What you have to do –
Only the lines from the one holding "Task: set a pin on each instance of the grass field." to the end of the data should be echoed, exactly as they appear, minus the pictures.

********

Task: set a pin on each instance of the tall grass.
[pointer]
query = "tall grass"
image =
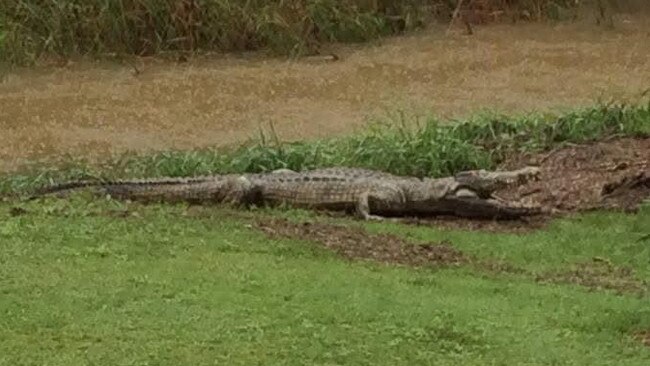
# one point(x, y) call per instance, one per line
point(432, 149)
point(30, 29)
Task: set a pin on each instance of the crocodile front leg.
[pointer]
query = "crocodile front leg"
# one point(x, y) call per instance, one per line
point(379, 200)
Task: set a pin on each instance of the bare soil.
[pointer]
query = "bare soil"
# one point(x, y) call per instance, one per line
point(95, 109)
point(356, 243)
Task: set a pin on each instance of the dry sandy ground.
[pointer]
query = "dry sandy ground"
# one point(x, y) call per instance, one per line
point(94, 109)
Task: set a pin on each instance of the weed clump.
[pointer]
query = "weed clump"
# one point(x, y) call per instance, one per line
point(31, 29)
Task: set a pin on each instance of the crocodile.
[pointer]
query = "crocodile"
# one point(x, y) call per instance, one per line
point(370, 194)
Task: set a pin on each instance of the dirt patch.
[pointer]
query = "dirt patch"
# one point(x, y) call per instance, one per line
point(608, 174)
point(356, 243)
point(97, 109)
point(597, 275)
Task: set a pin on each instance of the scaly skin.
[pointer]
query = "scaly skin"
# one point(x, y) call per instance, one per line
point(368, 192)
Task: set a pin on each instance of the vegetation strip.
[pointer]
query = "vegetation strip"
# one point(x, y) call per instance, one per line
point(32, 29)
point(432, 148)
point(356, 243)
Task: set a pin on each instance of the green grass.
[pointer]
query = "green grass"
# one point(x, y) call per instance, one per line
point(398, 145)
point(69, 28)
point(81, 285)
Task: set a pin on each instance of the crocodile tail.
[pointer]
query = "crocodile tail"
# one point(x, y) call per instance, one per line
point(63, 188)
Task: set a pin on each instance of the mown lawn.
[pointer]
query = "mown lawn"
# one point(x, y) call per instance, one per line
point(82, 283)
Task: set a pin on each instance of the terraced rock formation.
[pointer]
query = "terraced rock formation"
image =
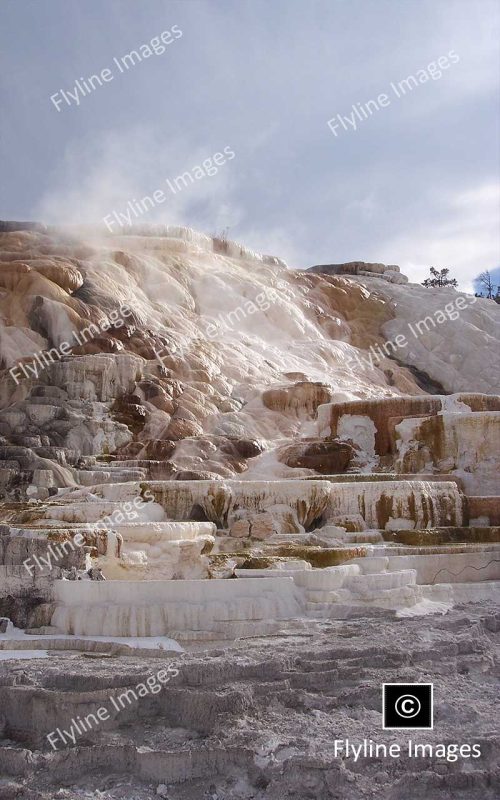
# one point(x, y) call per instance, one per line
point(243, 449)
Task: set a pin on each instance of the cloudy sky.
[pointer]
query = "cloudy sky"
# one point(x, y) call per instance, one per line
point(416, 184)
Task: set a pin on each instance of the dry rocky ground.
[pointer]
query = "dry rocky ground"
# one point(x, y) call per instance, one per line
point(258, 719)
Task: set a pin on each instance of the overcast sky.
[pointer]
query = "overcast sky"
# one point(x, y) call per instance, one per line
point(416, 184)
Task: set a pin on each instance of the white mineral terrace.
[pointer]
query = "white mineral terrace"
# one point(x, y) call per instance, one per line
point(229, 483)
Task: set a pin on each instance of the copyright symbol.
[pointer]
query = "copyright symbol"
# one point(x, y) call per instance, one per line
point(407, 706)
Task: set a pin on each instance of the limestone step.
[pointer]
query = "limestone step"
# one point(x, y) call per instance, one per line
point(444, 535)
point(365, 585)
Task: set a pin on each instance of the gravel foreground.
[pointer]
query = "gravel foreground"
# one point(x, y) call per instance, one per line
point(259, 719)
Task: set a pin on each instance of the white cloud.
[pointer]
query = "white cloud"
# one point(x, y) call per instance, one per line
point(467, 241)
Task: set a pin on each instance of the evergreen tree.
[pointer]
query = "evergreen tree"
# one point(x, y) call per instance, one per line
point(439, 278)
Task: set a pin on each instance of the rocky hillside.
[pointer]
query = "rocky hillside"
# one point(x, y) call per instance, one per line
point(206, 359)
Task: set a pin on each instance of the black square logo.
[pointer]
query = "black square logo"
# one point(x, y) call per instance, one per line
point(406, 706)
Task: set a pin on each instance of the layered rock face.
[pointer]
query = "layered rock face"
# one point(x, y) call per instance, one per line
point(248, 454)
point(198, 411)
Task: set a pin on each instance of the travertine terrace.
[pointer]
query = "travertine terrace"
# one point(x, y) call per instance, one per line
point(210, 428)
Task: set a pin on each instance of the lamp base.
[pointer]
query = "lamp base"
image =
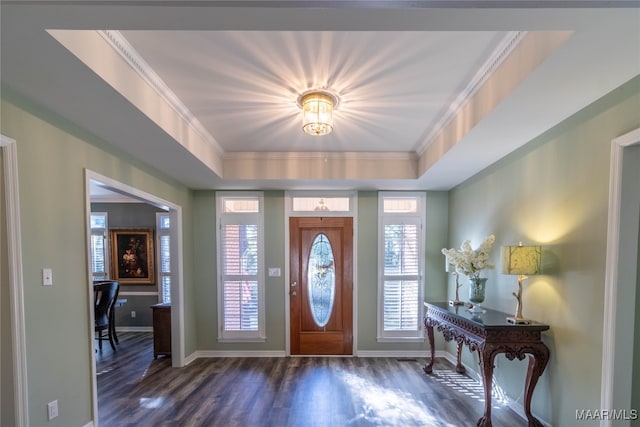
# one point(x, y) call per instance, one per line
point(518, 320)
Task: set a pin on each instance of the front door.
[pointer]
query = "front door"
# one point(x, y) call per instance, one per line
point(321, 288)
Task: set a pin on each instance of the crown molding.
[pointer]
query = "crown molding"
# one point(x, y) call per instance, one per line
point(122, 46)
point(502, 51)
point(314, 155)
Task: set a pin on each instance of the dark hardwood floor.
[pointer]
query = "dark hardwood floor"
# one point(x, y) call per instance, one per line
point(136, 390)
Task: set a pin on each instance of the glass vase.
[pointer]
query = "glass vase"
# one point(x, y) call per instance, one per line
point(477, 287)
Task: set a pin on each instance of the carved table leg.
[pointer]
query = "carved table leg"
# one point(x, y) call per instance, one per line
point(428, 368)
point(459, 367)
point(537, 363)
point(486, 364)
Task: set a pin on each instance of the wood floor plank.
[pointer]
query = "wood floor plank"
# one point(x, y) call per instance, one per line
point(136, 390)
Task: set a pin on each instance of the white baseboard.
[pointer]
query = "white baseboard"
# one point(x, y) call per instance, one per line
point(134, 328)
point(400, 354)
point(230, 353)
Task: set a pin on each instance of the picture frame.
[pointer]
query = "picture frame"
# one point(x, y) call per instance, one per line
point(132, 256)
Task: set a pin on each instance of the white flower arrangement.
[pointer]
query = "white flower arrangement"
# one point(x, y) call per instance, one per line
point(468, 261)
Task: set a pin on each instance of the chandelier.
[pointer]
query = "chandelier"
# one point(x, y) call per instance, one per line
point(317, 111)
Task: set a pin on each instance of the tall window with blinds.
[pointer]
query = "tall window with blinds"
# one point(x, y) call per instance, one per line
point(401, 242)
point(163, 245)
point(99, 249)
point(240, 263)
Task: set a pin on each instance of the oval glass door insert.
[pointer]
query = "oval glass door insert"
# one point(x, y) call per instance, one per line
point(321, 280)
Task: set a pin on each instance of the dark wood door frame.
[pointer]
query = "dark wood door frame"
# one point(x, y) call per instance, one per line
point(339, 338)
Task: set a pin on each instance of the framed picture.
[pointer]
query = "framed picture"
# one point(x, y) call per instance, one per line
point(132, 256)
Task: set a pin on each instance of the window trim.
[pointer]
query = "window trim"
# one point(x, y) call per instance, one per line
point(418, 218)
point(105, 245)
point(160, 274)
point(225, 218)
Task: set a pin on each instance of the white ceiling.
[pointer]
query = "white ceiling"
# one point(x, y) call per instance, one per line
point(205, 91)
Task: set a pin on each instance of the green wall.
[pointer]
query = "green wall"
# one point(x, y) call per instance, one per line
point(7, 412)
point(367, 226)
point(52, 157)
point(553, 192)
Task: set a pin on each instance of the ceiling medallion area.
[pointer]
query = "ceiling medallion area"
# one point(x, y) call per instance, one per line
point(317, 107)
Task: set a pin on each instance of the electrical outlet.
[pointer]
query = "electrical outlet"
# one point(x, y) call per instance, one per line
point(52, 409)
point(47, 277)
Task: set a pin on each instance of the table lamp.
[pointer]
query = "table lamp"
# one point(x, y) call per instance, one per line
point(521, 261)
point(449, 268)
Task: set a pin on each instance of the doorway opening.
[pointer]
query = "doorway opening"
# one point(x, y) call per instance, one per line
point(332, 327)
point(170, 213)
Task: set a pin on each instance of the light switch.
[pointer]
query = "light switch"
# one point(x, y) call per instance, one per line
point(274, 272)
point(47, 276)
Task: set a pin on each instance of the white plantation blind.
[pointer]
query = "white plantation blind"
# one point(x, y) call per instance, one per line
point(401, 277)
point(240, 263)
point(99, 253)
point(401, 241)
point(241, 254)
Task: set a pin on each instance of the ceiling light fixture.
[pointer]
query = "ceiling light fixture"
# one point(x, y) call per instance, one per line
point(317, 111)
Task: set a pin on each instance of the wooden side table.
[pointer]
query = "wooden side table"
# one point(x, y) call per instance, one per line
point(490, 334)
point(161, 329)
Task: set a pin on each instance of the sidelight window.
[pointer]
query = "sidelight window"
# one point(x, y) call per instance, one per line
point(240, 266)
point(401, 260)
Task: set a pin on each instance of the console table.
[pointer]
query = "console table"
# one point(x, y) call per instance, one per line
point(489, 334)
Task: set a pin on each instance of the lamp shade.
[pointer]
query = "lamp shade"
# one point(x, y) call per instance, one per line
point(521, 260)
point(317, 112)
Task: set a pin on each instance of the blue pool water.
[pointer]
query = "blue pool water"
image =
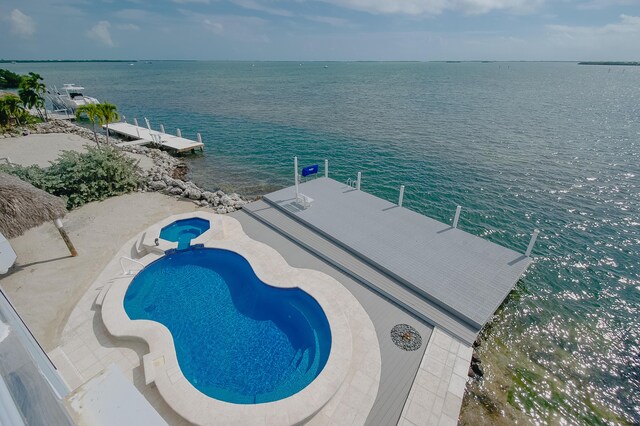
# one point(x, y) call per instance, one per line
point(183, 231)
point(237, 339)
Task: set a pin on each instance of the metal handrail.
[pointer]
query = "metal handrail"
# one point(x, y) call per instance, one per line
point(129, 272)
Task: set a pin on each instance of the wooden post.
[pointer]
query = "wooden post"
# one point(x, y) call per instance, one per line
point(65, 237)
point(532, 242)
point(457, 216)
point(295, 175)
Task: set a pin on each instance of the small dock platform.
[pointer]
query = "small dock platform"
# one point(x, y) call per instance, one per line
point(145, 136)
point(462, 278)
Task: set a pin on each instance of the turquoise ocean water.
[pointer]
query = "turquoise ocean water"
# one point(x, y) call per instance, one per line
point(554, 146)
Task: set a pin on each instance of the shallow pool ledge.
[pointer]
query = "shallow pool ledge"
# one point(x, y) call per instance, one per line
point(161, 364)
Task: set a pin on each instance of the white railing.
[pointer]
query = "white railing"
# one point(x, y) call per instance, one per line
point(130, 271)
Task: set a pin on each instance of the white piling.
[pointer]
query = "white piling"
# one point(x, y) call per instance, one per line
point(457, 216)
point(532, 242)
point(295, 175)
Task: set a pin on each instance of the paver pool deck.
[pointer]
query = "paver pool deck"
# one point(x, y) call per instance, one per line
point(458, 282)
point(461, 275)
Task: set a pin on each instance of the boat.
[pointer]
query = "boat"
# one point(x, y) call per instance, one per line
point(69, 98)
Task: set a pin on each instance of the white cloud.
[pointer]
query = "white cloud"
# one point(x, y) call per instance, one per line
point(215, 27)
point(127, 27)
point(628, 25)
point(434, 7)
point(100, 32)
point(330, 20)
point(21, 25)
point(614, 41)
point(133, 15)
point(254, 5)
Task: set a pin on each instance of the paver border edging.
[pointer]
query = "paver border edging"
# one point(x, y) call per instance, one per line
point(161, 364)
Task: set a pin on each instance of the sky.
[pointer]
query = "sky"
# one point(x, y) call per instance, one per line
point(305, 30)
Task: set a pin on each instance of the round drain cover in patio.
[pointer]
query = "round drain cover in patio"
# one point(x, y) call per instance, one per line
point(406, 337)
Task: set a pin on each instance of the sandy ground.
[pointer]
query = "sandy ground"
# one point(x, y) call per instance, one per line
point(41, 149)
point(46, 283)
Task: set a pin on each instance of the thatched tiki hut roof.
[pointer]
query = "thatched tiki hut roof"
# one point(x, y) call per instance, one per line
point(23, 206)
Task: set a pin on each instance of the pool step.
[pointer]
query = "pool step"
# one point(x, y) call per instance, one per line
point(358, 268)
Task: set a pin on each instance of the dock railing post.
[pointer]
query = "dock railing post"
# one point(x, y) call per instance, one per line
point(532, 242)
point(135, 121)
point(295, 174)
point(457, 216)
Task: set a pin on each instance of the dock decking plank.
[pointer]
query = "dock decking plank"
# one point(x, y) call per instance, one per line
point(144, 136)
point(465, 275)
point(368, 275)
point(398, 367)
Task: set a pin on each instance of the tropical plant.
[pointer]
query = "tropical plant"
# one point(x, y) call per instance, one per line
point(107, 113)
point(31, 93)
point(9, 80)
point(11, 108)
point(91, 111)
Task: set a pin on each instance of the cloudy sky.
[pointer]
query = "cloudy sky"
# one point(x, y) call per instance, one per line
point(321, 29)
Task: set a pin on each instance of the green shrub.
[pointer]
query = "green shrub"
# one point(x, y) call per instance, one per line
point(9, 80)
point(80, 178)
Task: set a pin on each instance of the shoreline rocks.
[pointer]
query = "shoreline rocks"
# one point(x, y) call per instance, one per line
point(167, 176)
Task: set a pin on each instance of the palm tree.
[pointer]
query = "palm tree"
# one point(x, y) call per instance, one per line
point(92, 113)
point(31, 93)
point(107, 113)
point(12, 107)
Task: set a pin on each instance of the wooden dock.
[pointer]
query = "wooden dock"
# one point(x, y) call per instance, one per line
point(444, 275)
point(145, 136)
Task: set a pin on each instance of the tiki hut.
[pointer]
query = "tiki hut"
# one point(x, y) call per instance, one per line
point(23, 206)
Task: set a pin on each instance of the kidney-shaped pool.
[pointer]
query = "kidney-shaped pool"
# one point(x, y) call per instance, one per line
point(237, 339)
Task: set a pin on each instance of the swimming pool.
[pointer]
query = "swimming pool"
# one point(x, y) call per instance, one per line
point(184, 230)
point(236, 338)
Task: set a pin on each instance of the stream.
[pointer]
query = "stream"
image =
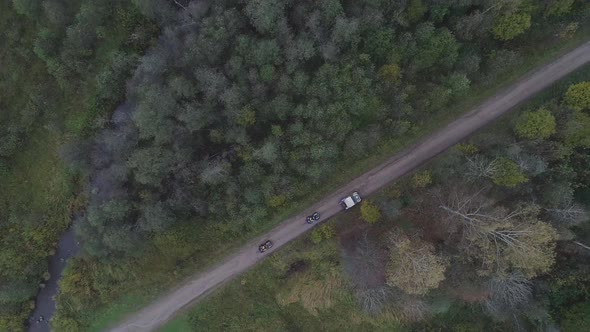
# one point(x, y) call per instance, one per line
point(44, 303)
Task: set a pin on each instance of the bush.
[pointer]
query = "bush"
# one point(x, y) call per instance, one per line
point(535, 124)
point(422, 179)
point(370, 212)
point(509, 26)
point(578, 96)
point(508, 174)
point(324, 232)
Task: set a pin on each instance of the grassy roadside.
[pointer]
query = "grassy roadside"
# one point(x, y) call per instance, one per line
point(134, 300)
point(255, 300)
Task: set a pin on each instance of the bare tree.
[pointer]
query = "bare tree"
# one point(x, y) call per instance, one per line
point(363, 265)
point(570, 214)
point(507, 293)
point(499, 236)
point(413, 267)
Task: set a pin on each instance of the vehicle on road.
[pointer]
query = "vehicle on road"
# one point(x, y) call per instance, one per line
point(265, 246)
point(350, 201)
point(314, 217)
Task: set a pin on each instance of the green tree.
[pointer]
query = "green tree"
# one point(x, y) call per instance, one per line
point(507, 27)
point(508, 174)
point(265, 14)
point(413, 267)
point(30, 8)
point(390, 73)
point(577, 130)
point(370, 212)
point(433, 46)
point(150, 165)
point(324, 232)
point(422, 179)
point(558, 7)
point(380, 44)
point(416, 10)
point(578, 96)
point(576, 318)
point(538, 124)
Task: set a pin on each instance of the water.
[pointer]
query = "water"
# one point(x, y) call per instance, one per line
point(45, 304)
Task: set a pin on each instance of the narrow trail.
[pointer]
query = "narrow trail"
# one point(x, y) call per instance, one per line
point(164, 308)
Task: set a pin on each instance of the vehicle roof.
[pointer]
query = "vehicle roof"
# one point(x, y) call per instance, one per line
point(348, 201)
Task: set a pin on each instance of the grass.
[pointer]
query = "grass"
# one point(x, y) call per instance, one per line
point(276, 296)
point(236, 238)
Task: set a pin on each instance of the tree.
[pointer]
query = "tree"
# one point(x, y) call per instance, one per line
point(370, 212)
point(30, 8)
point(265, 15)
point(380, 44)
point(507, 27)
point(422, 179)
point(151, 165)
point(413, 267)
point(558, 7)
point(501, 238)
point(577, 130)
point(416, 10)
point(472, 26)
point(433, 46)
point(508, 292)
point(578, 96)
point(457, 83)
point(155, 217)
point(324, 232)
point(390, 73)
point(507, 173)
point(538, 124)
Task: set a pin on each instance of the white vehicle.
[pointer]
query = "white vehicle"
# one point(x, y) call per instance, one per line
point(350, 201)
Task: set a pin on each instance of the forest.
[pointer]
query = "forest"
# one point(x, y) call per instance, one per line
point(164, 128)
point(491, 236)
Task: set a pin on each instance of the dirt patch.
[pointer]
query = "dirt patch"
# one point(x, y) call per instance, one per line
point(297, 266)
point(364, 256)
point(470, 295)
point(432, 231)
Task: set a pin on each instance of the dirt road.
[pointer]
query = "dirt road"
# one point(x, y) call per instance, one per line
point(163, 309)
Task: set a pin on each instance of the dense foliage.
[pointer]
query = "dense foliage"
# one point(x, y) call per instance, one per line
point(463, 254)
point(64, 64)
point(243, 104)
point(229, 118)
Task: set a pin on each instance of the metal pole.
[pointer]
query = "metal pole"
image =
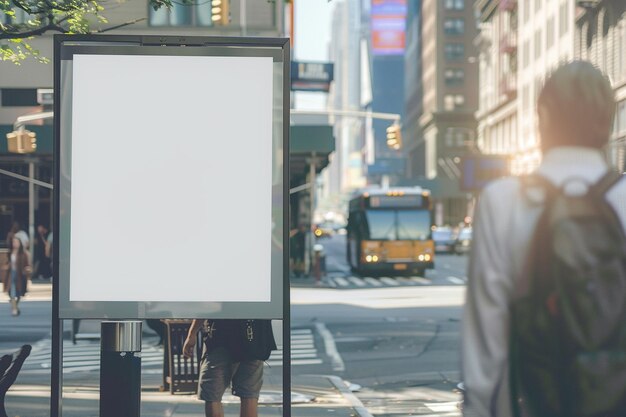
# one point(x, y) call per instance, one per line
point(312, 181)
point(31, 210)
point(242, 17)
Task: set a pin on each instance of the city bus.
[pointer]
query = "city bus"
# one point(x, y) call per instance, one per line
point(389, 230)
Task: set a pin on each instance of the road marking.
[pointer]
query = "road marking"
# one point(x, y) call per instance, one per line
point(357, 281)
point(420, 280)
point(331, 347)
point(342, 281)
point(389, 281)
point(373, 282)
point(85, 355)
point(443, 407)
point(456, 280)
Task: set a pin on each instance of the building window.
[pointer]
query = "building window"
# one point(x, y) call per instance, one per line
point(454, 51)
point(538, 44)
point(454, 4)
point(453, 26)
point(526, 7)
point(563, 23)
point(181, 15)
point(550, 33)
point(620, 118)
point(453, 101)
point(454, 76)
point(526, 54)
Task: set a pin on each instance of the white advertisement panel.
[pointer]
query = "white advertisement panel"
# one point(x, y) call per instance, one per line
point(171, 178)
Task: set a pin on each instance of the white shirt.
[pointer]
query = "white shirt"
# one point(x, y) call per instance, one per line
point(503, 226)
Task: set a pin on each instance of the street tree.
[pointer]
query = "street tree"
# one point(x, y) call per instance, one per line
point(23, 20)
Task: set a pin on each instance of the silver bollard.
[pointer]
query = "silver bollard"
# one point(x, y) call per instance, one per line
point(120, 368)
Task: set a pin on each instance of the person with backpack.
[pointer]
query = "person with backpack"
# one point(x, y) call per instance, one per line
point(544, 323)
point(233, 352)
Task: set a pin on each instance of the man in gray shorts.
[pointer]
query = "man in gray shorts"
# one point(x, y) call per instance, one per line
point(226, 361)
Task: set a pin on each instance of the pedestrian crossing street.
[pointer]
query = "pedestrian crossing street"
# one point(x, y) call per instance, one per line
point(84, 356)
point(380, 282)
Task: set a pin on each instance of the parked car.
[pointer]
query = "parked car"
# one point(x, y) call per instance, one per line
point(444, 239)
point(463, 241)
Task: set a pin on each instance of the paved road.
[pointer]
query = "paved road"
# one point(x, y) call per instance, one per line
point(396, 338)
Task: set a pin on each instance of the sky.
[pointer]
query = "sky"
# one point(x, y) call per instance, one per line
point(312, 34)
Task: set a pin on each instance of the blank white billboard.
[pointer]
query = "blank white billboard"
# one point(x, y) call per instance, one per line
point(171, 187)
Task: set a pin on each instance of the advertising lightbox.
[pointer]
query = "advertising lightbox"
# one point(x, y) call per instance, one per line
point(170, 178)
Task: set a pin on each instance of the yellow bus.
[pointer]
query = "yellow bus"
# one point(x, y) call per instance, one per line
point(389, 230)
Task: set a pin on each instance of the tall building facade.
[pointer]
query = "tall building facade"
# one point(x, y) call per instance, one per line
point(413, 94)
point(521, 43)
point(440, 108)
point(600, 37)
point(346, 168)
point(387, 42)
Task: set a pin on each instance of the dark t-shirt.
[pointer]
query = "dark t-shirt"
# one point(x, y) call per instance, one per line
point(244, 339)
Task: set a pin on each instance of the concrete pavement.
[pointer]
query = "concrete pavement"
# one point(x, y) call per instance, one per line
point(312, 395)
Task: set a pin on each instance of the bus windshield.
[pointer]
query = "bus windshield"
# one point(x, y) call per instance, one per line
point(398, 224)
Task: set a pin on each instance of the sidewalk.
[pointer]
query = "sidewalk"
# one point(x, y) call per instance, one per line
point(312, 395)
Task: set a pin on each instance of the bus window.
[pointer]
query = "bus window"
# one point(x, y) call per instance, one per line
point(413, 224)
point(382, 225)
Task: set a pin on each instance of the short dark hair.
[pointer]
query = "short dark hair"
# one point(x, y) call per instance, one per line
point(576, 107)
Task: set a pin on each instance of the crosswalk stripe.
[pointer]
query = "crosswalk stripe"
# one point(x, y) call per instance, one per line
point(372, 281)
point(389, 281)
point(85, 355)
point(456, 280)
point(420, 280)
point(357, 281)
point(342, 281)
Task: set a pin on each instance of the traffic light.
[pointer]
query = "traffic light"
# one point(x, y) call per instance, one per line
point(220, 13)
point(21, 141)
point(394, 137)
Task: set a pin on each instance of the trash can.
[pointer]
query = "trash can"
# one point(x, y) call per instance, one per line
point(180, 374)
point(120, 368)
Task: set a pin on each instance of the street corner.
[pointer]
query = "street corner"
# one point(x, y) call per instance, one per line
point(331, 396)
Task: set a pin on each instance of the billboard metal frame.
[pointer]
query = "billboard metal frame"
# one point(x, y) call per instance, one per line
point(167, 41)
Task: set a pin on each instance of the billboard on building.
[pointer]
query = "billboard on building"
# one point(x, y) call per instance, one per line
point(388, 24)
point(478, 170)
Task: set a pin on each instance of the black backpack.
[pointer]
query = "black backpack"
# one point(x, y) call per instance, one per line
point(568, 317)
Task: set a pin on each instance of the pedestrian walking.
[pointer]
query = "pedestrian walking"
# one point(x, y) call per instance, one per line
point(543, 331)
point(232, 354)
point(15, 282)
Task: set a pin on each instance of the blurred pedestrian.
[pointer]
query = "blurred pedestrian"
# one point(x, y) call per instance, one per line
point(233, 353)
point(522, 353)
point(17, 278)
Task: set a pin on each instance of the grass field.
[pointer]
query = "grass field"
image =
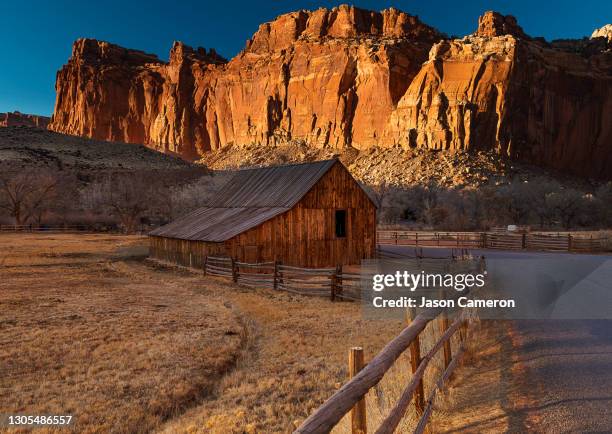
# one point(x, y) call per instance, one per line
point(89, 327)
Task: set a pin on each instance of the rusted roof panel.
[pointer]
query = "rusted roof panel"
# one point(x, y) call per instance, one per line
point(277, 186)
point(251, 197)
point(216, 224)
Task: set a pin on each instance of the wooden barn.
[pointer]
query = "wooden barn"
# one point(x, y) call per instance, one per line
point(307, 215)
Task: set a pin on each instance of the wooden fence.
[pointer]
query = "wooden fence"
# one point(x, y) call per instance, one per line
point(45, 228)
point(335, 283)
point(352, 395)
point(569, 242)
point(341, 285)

********

Result below –
Task: set a pin on each instance of the grass field.
[pointer]
query = "grass field"
image =
# one point(x, y) call per instance, one per line
point(89, 327)
Task: set a pin on each instance of the rusted roof panel.
[pointer]
query = "rusted roof panel"
# one point(x, y) call per instance, one per line
point(277, 186)
point(251, 197)
point(216, 224)
Task: set a pin on each instance of the wooden barn.
[pointer]
query = "wooden barn"
# one point(x, y) call per instance, one per line
point(307, 215)
Task: set a pin on each instance of the wooden fence.
[pointer]
query = "wooden fence"
# one point(x, y) call per instance, one per line
point(45, 228)
point(335, 283)
point(352, 395)
point(569, 242)
point(341, 285)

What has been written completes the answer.